* [WHAT TO DO]
1. In the text on the Gray report:
(a) Who ordered Ian Blackford to withdraw from the House of Commons?
(b) On what date did the police announce their investigation was complete?
(c) Which gathering did The Times say details were allegedly removed about?
2. Could you reproduce the text on the Gray report word for word, beginning at the words "Downing Street also" and stopping after "with an instruction."?

:: PAGE TEXT ::

In response, Johnson said he would create a new Office of the Prime Minister, review the Civil Service code of conduct, and bring in other measures. In the ensuing Commons debate, SNP MP Ian Blackford was ordered to withdraw from the House of Commons for the remainder of the sitting day, by the Speaker, Lindsay Hoyle, after he repeatedly stated that Johnson had misled the House and refused to qualify his remarks to state that the misleading was "inadvertent".

==== Alleged lobbying before the final report was published ====
On 20 May 2022, Sky News reported that, some time before 21 April, Gray had a meeting with Johnson. There was initial confusion as to who asked for the meeting, with Conservative sources saying Gray called the meeting and Gray's sources saying Downing Street had. Later, BBC News said that the original idea came from Downing Street, and Gray then sent the calendar invite for the meeting. It is not clear what was discussed. It was reported that a senior government source said they had talked about whether to include photographs in the report; this was disputed by a spokesperson for Gray. The Times reported two Whitehall sources saying Johnson suggested that Gray abandon plans to publish her report given the police investigation into events.

Downing Street also said that Johnson and Gray had had a previous meeting around the time her interim report was released.

The Guardian reported allegations that senior civil servants lobbied Gray to leave out some names and some details of the report and that Gray insisted she would not do so unless issued with an instruction.

The Times said that partial drafts of the final report were circulating at Number 10 the day before publication and that three senior civil servants, including Case, lobbied for changes. One alleged change reported by The Times was the removal of details of the 13 November 2020 gathering in the Johnsons' flat. Downing Street denied this. Asked whether Number 10 had in any way influenced the report, Northern Ireland Secretary Brandon Lewis said he was "absolutely confident" that was not the case.

====Final report====

The police announced that their investigation had been completed on 19 May 2022, and Gray's final report was expected to follow soon after. Individuals named in the report were given the opportunity to raise an objection, with the deadline to do that set as 5 pm on 22 May.

:::
:: EXTRACTED INFORMATION ::

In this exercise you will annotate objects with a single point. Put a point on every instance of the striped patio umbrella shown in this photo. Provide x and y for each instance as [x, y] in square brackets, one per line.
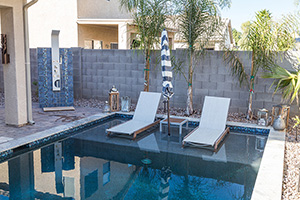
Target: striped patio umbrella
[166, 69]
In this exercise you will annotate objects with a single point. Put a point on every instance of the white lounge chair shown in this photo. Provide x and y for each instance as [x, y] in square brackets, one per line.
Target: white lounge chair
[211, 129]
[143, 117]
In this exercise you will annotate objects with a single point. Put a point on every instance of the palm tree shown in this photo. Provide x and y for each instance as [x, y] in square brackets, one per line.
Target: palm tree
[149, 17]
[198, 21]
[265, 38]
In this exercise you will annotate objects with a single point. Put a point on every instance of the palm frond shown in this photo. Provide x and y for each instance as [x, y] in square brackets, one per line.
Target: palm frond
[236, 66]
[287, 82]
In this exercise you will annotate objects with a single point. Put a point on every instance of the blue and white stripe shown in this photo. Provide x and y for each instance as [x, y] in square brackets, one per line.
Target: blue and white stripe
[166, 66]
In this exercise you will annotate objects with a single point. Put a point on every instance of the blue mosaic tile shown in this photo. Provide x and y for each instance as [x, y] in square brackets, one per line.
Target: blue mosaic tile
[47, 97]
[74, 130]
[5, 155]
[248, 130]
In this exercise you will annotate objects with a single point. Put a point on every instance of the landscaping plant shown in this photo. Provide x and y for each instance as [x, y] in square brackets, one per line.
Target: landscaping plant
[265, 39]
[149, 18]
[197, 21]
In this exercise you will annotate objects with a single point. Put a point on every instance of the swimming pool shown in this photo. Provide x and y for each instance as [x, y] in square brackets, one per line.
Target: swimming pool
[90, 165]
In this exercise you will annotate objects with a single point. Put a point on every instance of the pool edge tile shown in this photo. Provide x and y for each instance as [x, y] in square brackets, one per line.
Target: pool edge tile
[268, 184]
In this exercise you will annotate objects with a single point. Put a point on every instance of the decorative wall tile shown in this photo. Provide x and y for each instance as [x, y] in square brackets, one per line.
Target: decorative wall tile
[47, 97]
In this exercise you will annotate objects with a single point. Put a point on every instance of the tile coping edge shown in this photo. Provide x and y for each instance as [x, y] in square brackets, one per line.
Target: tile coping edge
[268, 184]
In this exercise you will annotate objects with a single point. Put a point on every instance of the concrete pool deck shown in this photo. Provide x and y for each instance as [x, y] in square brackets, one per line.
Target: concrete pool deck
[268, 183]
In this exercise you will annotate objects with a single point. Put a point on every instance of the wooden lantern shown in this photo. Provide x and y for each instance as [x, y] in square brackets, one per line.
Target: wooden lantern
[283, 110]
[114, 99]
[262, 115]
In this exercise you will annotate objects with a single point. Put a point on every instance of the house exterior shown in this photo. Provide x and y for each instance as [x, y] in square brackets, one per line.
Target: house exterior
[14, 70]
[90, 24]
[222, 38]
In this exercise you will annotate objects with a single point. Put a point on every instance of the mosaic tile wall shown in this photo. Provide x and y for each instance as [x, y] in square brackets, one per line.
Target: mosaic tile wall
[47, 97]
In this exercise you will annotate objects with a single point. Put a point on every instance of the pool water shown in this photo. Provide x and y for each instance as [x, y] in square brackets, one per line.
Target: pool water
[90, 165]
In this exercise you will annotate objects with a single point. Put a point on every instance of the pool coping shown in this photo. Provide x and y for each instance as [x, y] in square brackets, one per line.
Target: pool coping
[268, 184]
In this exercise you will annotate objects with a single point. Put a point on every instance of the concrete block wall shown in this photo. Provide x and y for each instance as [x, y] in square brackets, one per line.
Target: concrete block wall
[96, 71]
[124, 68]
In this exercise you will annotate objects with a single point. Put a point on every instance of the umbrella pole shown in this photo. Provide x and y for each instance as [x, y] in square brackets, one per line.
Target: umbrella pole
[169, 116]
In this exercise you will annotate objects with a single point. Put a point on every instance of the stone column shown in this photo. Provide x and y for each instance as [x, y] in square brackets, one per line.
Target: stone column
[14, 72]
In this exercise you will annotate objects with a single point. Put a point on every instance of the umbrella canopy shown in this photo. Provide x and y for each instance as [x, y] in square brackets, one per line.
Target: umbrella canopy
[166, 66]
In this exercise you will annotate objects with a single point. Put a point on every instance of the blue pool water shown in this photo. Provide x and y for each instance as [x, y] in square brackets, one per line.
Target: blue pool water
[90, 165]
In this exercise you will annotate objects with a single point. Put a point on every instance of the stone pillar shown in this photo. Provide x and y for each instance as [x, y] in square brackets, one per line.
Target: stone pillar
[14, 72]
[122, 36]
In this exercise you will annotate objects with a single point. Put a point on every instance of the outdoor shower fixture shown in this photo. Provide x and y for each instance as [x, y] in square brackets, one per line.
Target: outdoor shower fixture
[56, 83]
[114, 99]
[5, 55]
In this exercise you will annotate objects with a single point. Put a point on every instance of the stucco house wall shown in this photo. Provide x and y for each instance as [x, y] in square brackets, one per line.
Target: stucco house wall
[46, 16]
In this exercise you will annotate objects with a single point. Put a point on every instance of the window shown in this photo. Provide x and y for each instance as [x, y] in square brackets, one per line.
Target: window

:::

* [PROBLEM SOLUTIONS]
1.
(a) The Speaker, Lindsay Hoyle.
(b) 19 May 2022.
(c) The 13 November 2020 gathering in the Johnsons' flat.

2.
Downing Street also said that Johnson and Gray had had a previous meeting around the time her interim report was released.

The Guardian reported allegations that senior civil servants lobbied Gray to leave out some names and some details of the report and that Gray insisted she would not do so unless issued with an instruction.